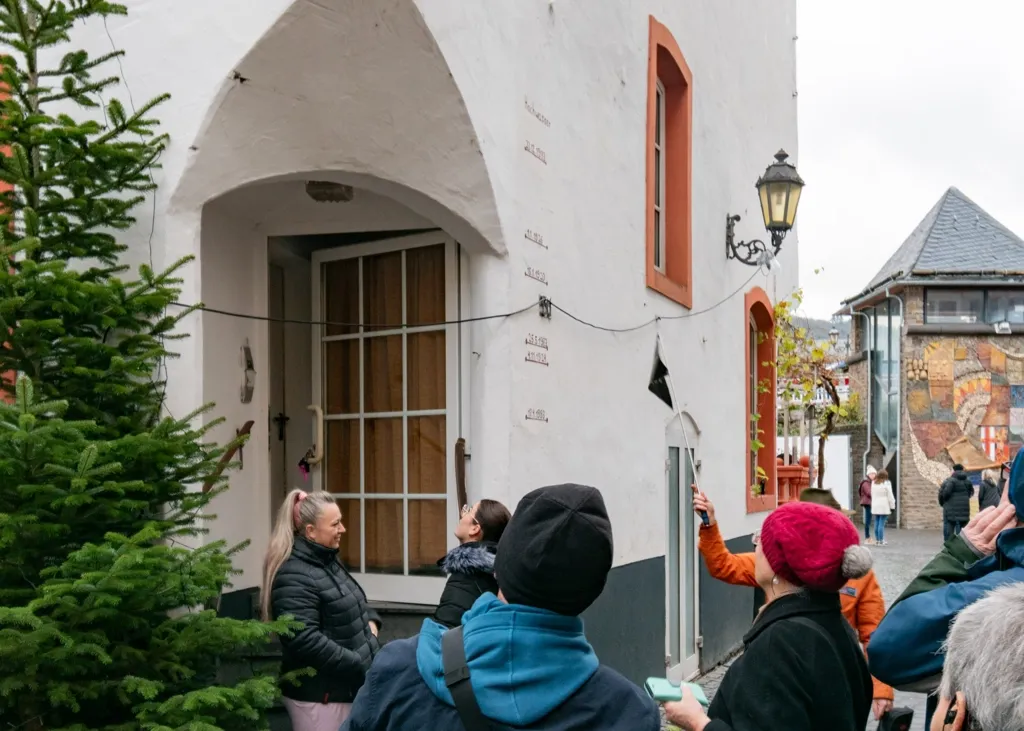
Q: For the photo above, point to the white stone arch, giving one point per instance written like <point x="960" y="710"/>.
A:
<point x="355" y="92"/>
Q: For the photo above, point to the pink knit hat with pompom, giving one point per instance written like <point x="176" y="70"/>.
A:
<point x="813" y="546"/>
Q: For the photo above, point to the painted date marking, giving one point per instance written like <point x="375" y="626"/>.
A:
<point x="537" y="274"/>
<point x="536" y="152"/>
<point x="536" y="238"/>
<point x="537" y="341"/>
<point x="540" y="118"/>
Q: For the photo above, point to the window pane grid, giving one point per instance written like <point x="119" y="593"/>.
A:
<point x="753" y="376"/>
<point x="363" y="432"/>
<point x="991" y="306"/>
<point x="392" y="496"/>
<point x="404" y="417"/>
<point x="659" y="242"/>
<point x="384" y="415"/>
<point x="375" y="519"/>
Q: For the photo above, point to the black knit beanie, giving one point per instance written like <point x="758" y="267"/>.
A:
<point x="557" y="551"/>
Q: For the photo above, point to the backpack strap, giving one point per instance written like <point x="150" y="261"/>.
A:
<point x="457" y="681"/>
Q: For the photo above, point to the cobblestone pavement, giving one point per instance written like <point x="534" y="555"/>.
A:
<point x="895" y="565"/>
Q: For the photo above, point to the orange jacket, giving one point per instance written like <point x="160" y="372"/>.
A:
<point x="861" y="598"/>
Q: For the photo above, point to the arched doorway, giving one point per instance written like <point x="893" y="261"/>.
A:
<point x="358" y="100"/>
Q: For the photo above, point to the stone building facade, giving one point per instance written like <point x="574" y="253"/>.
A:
<point x="940" y="337"/>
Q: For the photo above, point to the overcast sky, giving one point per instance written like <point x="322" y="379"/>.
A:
<point x="899" y="100"/>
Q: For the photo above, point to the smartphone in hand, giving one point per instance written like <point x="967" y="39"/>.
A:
<point x="665" y="691"/>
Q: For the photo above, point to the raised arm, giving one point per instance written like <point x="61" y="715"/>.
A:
<point x="736" y="569"/>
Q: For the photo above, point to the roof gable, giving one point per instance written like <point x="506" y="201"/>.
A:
<point x="955" y="237"/>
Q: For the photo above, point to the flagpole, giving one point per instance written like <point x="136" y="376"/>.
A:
<point x="678" y="409"/>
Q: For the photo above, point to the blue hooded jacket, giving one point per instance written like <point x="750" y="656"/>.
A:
<point x="905" y="650"/>
<point x="529" y="669"/>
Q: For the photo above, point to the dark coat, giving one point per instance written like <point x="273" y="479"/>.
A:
<point x="989" y="495"/>
<point x="470" y="569"/>
<point x="314" y="588"/>
<point x="954" y="497"/>
<point x="794" y="676"/>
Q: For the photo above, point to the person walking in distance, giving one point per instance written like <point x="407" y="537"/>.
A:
<point x="954" y="497"/>
<point x="860" y="600"/>
<point x="802" y="668"/>
<point x="470" y="565"/>
<point x="883" y="504"/>
<point x="303" y="577"/>
<point x="865" y="501"/>
<point x="990" y="491"/>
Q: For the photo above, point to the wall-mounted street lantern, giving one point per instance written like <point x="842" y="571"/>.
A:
<point x="778" y="190"/>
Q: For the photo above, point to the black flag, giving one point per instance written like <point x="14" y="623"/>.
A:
<point x="658" y="384"/>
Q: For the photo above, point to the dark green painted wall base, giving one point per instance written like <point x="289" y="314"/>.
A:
<point x="626" y="625"/>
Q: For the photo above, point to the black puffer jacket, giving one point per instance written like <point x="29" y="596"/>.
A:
<point x="313" y="587"/>
<point x="471" y="572"/>
<point x="954" y="497"/>
<point x="989" y="495"/>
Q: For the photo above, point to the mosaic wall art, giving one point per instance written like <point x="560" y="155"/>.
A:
<point x="963" y="387"/>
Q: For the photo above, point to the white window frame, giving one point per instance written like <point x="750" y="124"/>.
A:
<point x="659" y="180"/>
<point x="402" y="588"/>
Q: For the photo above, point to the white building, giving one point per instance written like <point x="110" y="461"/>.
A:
<point x="497" y="153"/>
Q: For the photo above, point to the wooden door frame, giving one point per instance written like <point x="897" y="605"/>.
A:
<point x="391" y="588"/>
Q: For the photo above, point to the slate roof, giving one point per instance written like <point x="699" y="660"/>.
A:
<point x="956" y="238"/>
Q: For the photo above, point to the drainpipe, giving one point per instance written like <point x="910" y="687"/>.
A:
<point x="899" y="404"/>
<point x="870" y="378"/>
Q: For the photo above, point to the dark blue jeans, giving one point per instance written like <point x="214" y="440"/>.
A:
<point x="880" y="527"/>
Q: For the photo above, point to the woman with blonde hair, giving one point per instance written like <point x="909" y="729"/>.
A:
<point x="303" y="577"/>
<point x="989" y="492"/>
<point x="883" y="504"/>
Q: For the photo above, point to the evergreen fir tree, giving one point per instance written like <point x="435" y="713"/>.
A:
<point x="98" y="491"/>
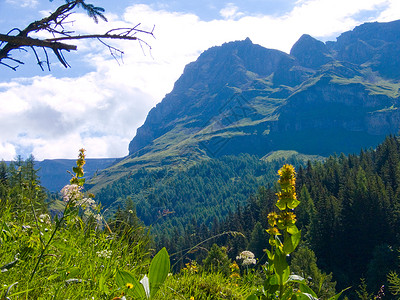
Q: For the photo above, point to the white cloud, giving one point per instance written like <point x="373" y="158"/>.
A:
<point x="100" y="111"/>
<point x="230" y="11"/>
<point x="23" y="3"/>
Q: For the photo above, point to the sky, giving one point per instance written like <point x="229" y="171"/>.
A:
<point x="99" y="102"/>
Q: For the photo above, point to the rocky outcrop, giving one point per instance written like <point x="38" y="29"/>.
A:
<point x="257" y="100"/>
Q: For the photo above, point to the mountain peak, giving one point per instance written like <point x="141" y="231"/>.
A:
<point x="310" y="52"/>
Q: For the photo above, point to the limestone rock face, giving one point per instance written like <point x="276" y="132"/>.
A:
<point x="321" y="98"/>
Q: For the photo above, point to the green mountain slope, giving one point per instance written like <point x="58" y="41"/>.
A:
<point x="237" y="98"/>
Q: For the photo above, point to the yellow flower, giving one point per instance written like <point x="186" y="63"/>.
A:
<point x="129" y="285"/>
<point x="273" y="231"/>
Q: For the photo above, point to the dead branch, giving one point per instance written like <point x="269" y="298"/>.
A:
<point x="54" y="24"/>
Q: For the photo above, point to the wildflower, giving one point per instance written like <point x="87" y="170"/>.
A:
<point x="234" y="267"/>
<point x="249" y="261"/>
<point x="272" y="218"/>
<point x="129" y="285"/>
<point x="248" y="258"/>
<point x="245" y="254"/>
<point x="104" y="254"/>
<point x="44" y="218"/>
<point x="71" y="193"/>
<point x="273" y="231"/>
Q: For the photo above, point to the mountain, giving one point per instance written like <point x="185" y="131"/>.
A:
<point x="240" y="97"/>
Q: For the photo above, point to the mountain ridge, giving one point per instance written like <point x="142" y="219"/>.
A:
<point x="320" y="99"/>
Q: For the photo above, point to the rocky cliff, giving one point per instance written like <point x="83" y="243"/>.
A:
<point x="320" y="99"/>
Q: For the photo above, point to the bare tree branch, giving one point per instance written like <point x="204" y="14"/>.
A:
<point x="54" y="24"/>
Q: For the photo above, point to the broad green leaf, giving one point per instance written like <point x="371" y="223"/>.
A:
<point x="281" y="266"/>
<point x="306" y="289"/>
<point x="291" y="242"/>
<point x="305" y="296"/>
<point x="126" y="280"/>
<point x="295" y="278"/>
<point x="293" y="229"/>
<point x="159" y="269"/>
<point x="270" y="255"/>
<point x="146" y="285"/>
<point x="54" y="276"/>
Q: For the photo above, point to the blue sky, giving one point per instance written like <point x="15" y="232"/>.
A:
<point x="99" y="103"/>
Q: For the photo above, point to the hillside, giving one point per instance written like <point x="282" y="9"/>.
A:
<point x="236" y="98"/>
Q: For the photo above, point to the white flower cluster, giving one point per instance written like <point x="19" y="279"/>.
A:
<point x="45" y="218"/>
<point x="104" y="253"/>
<point x="248" y="258"/>
<point x="73" y="195"/>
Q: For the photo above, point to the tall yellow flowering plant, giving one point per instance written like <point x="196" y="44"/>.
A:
<point x="284" y="238"/>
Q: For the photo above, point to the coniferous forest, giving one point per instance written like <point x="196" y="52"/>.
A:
<point x="322" y="230"/>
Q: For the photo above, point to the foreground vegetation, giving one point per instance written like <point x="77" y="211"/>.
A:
<point x="346" y="205"/>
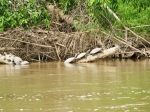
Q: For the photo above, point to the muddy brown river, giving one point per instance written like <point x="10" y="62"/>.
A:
<point x="102" y="86"/>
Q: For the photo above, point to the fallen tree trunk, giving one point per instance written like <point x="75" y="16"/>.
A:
<point x="4" y="61"/>
<point x="7" y="49"/>
<point x="105" y="53"/>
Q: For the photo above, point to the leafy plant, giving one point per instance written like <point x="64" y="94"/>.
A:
<point x="27" y="13"/>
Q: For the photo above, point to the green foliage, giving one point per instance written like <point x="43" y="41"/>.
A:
<point x="131" y="12"/>
<point x="28" y="13"/>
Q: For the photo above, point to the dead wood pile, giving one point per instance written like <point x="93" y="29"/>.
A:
<point x="61" y="41"/>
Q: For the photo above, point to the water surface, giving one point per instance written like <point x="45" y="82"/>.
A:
<point x="103" y="86"/>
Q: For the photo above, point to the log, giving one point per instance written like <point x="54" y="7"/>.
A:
<point x="105" y="53"/>
<point x="4" y="61"/>
<point x="7" y="49"/>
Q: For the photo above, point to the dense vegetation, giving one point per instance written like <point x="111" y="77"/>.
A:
<point x="29" y="13"/>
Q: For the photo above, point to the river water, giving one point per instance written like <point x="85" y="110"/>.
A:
<point x="102" y="86"/>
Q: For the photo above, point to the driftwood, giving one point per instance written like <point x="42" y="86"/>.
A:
<point x="103" y="54"/>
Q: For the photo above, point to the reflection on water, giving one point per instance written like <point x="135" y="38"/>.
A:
<point x="104" y="86"/>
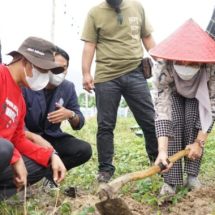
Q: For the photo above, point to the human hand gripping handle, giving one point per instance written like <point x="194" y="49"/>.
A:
<point x="58" y="168"/>
<point x="59" y="115"/>
<point x="162" y="159"/>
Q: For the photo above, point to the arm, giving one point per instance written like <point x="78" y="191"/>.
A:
<point x="148" y="42"/>
<point x="87" y="58"/>
<point x="37" y="139"/>
<point x="163" y="109"/>
<point x="196" y="147"/>
<point x="71" y="109"/>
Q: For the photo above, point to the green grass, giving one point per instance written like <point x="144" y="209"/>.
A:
<point x="130" y="156"/>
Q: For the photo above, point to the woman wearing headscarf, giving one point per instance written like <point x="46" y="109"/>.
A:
<point x="184" y="84"/>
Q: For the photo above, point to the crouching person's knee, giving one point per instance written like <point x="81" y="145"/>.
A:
<point x="6" y="153"/>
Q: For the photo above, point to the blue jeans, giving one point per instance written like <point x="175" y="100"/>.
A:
<point x="133" y="87"/>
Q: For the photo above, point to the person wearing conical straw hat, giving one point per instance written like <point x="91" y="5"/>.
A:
<point x="184" y="86"/>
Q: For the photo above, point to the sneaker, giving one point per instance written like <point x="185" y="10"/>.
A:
<point x="168" y="189"/>
<point x="104" y="177"/>
<point x="193" y="182"/>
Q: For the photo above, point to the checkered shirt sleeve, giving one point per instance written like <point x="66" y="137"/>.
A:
<point x="211" y="88"/>
<point x="162" y="80"/>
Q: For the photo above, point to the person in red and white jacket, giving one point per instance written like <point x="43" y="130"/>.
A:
<point x="21" y="161"/>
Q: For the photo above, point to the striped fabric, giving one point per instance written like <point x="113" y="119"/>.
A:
<point x="185" y="129"/>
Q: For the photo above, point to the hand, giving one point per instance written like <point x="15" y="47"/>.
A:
<point x="162" y="158"/>
<point x="88" y="83"/>
<point x="195" y="151"/>
<point x="59" y="115"/>
<point x="20" y="174"/>
<point x="58" y="168"/>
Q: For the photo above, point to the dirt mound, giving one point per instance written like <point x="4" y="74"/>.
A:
<point x="199" y="202"/>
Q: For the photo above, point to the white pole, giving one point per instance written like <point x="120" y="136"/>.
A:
<point x="53" y="21"/>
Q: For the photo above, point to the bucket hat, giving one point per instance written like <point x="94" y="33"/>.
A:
<point x="40" y="53"/>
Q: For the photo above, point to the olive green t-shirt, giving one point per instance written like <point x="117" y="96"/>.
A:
<point x="118" y="44"/>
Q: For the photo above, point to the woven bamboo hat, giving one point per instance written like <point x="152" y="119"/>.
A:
<point x="188" y="43"/>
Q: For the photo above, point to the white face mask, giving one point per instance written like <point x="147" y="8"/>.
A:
<point x="56" y="80"/>
<point x="38" y="81"/>
<point x="186" y="72"/>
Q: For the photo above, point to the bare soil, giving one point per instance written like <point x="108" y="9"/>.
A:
<point x="198" y="202"/>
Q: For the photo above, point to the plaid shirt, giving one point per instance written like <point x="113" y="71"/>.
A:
<point x="211" y="26"/>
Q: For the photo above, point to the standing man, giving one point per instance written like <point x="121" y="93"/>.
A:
<point x="21" y="161"/>
<point x="116" y="30"/>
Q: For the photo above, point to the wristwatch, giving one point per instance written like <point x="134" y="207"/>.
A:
<point x="200" y="142"/>
<point x="73" y="116"/>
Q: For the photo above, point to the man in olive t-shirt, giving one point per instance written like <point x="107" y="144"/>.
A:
<point x="116" y="31"/>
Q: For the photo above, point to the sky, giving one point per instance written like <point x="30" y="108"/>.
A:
<point x="23" y="18"/>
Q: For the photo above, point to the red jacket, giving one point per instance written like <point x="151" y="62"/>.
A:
<point x="12" y="114"/>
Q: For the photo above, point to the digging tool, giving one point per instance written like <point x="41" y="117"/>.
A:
<point x="110" y="204"/>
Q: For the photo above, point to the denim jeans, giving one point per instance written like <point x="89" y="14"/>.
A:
<point x="133" y="87"/>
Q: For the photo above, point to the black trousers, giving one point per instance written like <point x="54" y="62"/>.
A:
<point x="133" y="87"/>
<point x="72" y="151"/>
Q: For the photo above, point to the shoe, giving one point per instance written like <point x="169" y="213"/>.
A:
<point x="104" y="177"/>
<point x="193" y="182"/>
<point x="168" y="189"/>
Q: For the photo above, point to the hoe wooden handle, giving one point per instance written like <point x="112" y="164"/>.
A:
<point x="109" y="190"/>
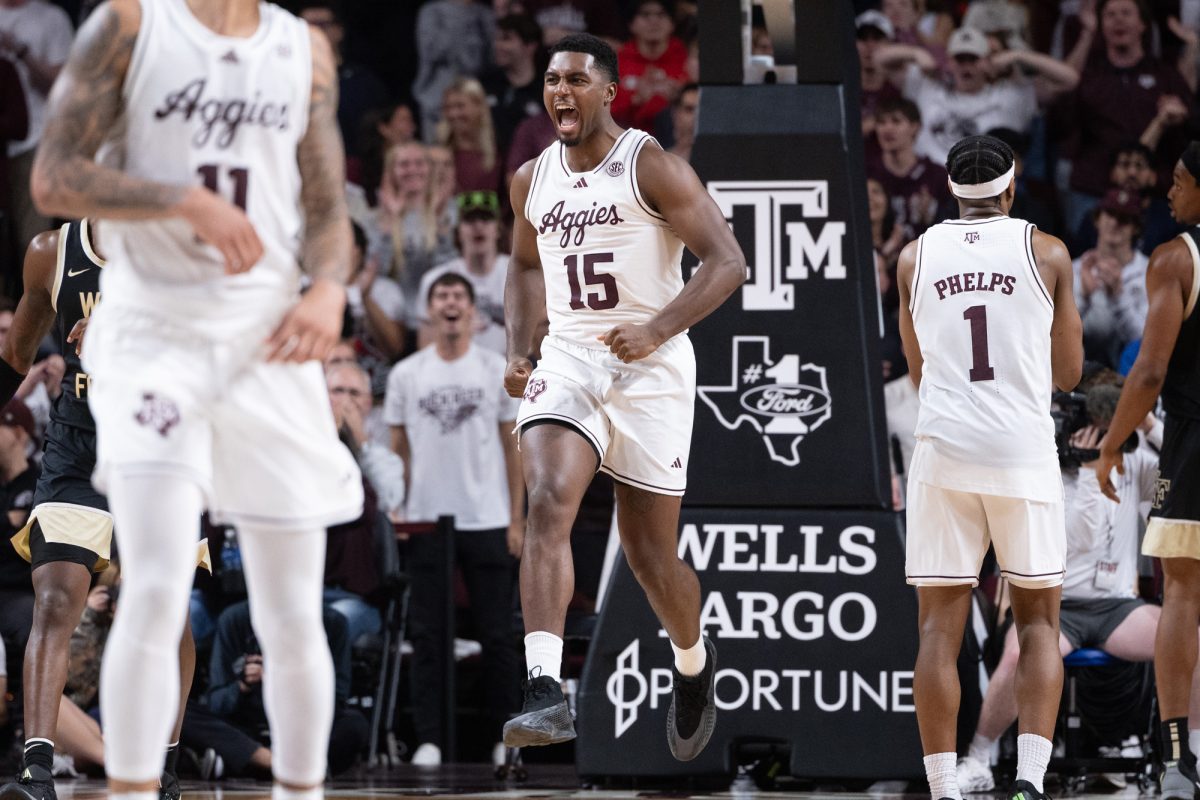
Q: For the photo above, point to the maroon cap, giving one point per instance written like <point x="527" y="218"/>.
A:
<point x="18" y="415"/>
<point x="1122" y="204"/>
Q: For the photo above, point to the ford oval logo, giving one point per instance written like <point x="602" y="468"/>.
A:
<point x="786" y="400"/>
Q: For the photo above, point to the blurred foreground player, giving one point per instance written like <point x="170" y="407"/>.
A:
<point x="1169" y="364"/>
<point x="220" y="180"/>
<point x="69" y="534"/>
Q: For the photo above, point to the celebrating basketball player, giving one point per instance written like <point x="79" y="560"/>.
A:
<point x="989" y="328"/>
<point x="603" y="217"/>
<point x="1169" y="362"/>
<point x="69" y="534"/>
<point x="220" y="179"/>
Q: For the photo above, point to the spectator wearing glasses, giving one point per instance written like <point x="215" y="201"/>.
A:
<point x="478" y="238"/>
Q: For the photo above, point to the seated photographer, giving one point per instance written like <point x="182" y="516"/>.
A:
<point x="1101" y="607"/>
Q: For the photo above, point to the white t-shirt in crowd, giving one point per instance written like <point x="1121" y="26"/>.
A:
<point x="47" y="30"/>
<point x="451" y="411"/>
<point x="489" y="299"/>
<point x="947" y="115"/>
<point x="1099" y="530"/>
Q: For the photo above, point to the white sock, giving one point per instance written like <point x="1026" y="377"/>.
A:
<point x="943" y="776"/>
<point x="285" y="576"/>
<point x="280" y="792"/>
<point x="157" y="529"/>
<point x="1032" y="758"/>
<point x="544" y="655"/>
<point x="981" y="749"/>
<point x="690" y="661"/>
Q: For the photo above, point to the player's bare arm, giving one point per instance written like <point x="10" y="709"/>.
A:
<point x="906" y="269"/>
<point x="672" y="188"/>
<point x="82" y="110"/>
<point x="35" y="313"/>
<point x="1066" y="330"/>
<point x="315" y="324"/>
<point x="1168" y="283"/>
<point x="525" y="288"/>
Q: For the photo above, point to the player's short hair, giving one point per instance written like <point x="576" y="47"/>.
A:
<point x="903" y="106"/>
<point x="605" y="56"/>
<point x="978" y="160"/>
<point x="451" y="280"/>
<point x="1191" y="160"/>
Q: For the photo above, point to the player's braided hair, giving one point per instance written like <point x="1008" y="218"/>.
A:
<point x="978" y="160"/>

**WHAT IS ASKED**
Copy every line of the items from the one containing "Q: For the photo above, point to the player's braided" through the last line of the items, both ends included, adding 141 to each x and y coordinate in the answers and leaving everything else unchanged.

**THE SOLUTION**
Q: For the photo above, point to the player's braided hair, giving one point per instance written like <point x="1008" y="218"/>.
A:
<point x="1119" y="301"/>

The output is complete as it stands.